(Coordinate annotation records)
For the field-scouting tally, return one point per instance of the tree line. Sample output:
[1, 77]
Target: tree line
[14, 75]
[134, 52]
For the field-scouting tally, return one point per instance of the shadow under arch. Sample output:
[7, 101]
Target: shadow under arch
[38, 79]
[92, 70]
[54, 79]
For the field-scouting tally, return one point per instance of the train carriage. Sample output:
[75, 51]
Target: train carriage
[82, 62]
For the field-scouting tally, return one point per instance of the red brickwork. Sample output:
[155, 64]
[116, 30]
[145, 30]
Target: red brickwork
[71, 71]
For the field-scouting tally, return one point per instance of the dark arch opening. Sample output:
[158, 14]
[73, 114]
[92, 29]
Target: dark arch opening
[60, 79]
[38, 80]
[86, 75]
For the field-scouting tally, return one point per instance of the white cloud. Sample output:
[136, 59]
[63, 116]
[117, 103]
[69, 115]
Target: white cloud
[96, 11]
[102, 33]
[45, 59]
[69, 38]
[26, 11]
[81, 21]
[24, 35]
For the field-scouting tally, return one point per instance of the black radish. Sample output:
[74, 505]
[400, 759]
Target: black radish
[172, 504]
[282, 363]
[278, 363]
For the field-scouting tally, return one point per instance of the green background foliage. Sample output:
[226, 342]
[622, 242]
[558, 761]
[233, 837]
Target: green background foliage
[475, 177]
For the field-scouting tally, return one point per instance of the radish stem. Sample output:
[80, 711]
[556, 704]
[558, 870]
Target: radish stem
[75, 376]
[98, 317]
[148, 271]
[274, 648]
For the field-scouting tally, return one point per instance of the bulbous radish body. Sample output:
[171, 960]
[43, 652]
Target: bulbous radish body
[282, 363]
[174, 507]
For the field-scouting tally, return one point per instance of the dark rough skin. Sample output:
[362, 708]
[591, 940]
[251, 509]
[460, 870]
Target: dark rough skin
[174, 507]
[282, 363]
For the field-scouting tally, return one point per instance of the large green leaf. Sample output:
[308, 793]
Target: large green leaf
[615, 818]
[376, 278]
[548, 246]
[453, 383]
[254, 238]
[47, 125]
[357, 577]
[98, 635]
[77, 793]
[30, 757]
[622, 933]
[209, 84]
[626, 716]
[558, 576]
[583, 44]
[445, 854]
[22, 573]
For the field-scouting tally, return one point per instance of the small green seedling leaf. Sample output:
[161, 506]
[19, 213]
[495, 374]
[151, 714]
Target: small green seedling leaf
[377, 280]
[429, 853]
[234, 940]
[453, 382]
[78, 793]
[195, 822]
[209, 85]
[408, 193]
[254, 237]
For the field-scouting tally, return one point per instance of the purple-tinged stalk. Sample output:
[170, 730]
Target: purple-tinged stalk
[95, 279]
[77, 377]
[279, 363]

## EXERCISE TASK:
Starting with the line that contains "the dark rough" and going on through the end of the records, write those lines out again, requests included. Scale each answer coordinate by 2.35 and round it to a whole number, with halves rounding up, but leave the sample output coordinates in the requests unchanged.

## OUTPUT:
For the field-scouting tally, return one point per instance of the dark rough skin. Sample output:
[362, 708]
[591, 940]
[251, 509]
[460, 870]
Target: dark rough skin
[409, 1191]
[663, 853]
For the field-scouting tally, return one point per instance of the large green leaf. Sample output:
[308, 793]
Target: large green leaf
[1445, 1922]
[884, 653]
[1288, 578]
[1065, 900]
[597, 559]
[110, 294]
[839, 1356]
[230, 1492]
[181, 1864]
[71, 1779]
[1462, 2193]
[491, 197]
[1471, 1683]
[1311, 1354]
[1370, 103]
[1046, 2007]
[52, 1347]
For the field-scouting tally, return one point per instance of the small green seedling leaf. Sample output:
[161, 506]
[19, 213]
[495, 374]
[151, 714]
Target: small green seedling leaf
[886, 658]
[1008, 2005]
[550, 2209]
[1065, 898]
[183, 1864]
[458, 1932]
[491, 200]
[959, 454]
[597, 557]
For the field-scouting tally, return one point per instance of the purple-tinged stalk. Sample output:
[170, 730]
Target: purple-tinged stalk
[223, 656]
[181, 886]
[656, 853]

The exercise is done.